◆ **Dataset rows on where objects appear**:
========
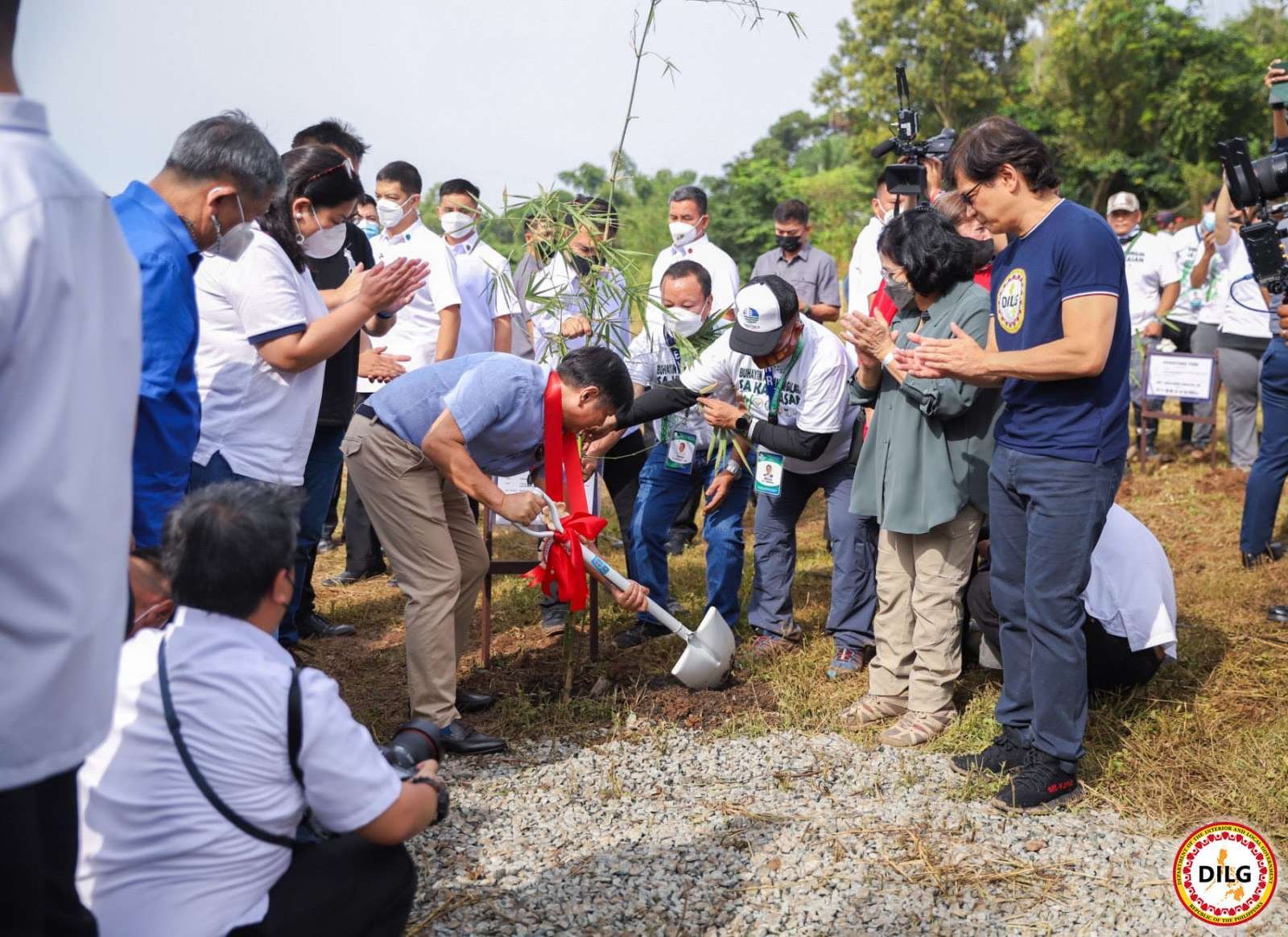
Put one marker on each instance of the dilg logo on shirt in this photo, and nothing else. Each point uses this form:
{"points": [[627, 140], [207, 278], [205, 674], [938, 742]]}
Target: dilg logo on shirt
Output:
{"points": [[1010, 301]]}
========
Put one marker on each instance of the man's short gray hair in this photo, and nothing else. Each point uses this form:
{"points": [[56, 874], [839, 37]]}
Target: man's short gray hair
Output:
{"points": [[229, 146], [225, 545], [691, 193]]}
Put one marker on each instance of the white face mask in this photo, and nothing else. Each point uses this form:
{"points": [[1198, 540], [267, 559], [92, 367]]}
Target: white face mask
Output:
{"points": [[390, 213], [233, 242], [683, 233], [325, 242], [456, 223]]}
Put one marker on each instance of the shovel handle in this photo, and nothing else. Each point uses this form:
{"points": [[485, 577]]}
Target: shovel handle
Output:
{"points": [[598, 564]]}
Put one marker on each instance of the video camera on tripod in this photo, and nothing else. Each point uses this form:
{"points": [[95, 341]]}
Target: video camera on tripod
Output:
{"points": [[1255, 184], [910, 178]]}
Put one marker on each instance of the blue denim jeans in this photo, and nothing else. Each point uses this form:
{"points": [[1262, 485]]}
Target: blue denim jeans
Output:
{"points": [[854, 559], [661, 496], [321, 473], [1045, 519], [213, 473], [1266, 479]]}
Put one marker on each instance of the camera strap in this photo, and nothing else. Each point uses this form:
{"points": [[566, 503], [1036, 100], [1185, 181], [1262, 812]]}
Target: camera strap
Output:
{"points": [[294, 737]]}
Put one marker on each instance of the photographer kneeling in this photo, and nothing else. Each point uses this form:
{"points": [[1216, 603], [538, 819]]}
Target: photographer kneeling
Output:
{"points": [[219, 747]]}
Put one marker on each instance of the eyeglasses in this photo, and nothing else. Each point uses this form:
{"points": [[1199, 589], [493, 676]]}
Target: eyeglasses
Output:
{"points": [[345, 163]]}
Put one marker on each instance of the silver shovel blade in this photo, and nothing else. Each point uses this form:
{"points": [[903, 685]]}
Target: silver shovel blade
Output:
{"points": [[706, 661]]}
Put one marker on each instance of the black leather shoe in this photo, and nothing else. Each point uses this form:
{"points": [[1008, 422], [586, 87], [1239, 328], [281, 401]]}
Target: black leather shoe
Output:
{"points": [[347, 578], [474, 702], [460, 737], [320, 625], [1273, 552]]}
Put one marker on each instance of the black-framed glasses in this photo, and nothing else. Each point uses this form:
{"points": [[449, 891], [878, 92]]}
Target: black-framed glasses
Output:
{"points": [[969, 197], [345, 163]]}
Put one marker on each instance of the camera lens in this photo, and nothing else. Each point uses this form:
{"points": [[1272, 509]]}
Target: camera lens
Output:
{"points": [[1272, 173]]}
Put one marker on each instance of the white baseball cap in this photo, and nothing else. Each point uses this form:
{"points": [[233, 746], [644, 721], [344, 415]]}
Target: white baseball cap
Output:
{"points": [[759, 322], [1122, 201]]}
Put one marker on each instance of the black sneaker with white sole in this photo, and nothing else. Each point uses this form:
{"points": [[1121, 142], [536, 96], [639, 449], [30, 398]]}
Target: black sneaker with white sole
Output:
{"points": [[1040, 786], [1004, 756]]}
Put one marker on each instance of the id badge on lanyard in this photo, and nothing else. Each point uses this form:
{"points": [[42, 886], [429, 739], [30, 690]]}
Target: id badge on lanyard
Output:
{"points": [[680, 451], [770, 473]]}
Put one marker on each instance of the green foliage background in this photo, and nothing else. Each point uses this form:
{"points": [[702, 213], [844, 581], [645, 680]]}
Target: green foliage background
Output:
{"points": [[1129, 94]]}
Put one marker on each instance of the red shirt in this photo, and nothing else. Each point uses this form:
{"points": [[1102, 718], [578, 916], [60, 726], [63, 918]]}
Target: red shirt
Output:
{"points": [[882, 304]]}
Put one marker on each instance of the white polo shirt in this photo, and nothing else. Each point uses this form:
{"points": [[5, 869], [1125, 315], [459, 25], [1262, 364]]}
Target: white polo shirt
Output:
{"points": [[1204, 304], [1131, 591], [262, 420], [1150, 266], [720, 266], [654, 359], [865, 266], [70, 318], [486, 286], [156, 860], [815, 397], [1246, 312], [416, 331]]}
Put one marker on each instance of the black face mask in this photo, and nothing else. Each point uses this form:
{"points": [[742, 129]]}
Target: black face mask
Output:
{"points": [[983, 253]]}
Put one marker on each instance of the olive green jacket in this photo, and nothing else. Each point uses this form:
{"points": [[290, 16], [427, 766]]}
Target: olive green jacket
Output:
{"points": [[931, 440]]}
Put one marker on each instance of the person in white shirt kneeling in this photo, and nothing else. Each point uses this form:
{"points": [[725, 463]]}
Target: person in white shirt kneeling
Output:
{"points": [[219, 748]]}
========
List every line of the data above that contains the word "logo". The match is case-sensitive.

Put one marker on each instance of the dilg logo on shirt in this photo, and nothing else. Each point uses this form:
Target: dilg logo on shirt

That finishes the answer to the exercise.